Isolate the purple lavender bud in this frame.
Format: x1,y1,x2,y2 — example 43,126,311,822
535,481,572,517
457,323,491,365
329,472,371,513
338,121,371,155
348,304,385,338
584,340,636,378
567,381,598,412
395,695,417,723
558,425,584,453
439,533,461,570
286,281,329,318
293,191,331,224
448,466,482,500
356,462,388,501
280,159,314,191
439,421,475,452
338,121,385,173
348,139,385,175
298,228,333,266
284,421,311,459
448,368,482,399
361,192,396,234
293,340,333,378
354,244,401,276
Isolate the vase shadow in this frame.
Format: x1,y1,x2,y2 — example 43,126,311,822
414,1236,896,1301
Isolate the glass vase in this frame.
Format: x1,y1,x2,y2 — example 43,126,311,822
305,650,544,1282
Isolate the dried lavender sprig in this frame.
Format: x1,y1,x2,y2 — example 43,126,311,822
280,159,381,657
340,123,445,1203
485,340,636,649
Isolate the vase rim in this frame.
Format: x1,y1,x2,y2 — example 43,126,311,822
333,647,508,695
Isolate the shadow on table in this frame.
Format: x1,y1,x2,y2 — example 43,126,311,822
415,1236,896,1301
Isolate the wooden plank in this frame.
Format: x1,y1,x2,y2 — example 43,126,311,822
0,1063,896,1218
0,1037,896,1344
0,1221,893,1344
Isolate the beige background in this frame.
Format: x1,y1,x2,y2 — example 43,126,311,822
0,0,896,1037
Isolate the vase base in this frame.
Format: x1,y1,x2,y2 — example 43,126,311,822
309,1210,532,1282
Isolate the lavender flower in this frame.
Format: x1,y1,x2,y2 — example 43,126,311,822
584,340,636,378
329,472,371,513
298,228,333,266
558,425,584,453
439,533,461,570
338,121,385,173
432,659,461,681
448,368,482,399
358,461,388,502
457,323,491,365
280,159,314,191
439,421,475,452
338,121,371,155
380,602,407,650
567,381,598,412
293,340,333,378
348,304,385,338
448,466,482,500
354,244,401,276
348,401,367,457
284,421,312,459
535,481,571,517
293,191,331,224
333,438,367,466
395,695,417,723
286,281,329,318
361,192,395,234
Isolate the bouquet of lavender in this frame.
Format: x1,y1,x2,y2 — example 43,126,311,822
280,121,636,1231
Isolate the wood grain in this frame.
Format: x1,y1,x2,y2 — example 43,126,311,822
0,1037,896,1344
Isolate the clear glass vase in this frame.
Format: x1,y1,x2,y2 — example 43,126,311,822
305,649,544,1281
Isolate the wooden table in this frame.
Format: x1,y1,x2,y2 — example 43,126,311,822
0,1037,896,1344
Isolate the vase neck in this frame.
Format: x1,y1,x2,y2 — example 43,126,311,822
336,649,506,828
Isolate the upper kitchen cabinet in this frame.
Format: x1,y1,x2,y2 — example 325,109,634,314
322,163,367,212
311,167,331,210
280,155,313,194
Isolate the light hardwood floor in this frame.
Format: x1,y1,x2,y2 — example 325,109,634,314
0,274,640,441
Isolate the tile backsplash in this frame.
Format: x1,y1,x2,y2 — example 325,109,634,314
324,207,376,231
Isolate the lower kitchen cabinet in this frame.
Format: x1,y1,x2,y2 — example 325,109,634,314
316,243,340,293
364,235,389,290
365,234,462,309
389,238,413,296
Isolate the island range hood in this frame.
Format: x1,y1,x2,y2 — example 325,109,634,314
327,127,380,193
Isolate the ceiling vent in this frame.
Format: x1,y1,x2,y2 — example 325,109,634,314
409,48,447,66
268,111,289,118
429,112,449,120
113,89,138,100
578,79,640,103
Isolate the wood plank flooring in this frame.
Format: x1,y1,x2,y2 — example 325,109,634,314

═══

__What you will do__.
Reproduce the data above line for line, without changing a single character.

__Full solution__.
Isolate the purple lavender bud in this frame.
Format: x1,y1,x2,y2 — example 43,126,311,822
535,481,572,517
457,323,491,365
329,472,371,513
338,121,371,155
348,304,385,338
584,340,636,378
567,381,598,412
395,695,417,723
558,425,584,453
439,533,461,570
286,281,329,318
293,191,331,224
448,466,482,500
356,462,388,501
280,159,314,191
439,421,475,452
338,121,385,173
348,139,385,175
298,228,333,266
284,421,311,459
448,368,482,399
361,192,396,234
293,340,333,378
354,244,401,276
Isolate the vase shadow in this frame.
Format: x1,y1,x2,y2 — example 43,126,311,822
414,1236,896,1301
Isolate the glass vase in this frame.
Format: x1,y1,x2,y2 — example 43,126,311,822
305,650,544,1282
Isolate the dried lavender sprig in this frame.
Format: x1,y1,x2,y2 — example 43,126,311,822
280,159,381,657
340,123,445,1203
485,340,636,649
Isolate the vase rim in this frame.
Format: x1,y1,x2,y2 — example 43,126,311,822
333,647,508,695
Isolate the shadow on table in this frame.
Format: x1,y1,x2,y2 — example 43,126,311,822
415,1236,896,1301
Isolate the wooden plank in this frame.
Format: x1,y1,x2,y2 — example 43,126,311,822
0,1063,896,1218
0,1037,896,1344
0,1221,893,1344
Isolate the beige background in this frame.
Format: x1,y1,x2,y2 — example 43,126,311,822
0,0,896,1037
Isolate the vase base in this frame.
Format: x1,y1,x2,y2 — example 43,126,311,822
309,1210,532,1282
Isolate the lavender flower in this frame.
Format: x1,y1,x2,y2 — example 43,126,311,822
584,340,636,378
329,472,371,513
298,228,333,266
558,425,584,453
439,533,461,570
338,121,385,173
432,659,461,681
448,368,482,399
358,461,388,502
457,323,491,365
280,159,314,191
439,421,475,452
338,121,371,155
380,602,407,650
567,381,598,412
293,340,333,378
348,304,385,338
448,466,482,500
354,244,401,276
348,401,367,457
284,421,312,459
535,481,571,517
293,191,331,224
333,438,367,466
395,695,417,723
286,281,329,318
361,192,395,234
Isolate the bouquet of lavender in this frame.
Format: x1,y1,x2,y2 — example 43,126,311,822
280,121,636,1231
Isolate the wood grain in this frame.
Format: x1,y1,x2,y2 — example 43,126,311,822
0,1037,896,1344
Isolate the clear glass vase in this frame.
Format: x1,y1,x2,y2 — example 43,126,311,822
305,649,544,1281
Isolate the wooden table in this frame.
Format: x1,y1,x2,y2 — example 43,126,311,822
0,1037,896,1344
Isolate the vase neck in this frame.
Format: x1,y1,x2,y2 — example 43,126,311,822
336,649,506,828
Isolate the upper kitchen cabinet in this frame.
Format: x1,y1,x2,y2 — example 325,109,634,314
322,163,367,212
311,167,331,210
280,155,313,194
Isolate the light hardwood floor in this frame.
Format: x1,y1,x2,y2 — example 325,109,634,314
0,274,640,441
Isolate the tile backsplash in this frame.
Format: x1,y1,x2,y2 — example 325,109,634,314
324,207,376,231
Isolate the lower kitchen cabinet in this frame.
Format: x1,y1,x2,y2 — example 325,109,634,314
316,243,340,293
364,235,389,290
365,234,462,309
389,238,413,296
Isolate the island range hood in this frame.
Format: x1,y1,x2,y2 — example 325,109,634,314
327,127,380,193
Isolate the ceiling vent in this frame.
Format: x1,y1,x2,y2 — example 325,109,634,314
409,48,447,66
268,111,289,118
429,112,449,120
113,89,138,100
578,79,640,103
Isolate the wood plank flooring in this frame.
Format: x1,y1,x2,y2 — example 325,109,634,314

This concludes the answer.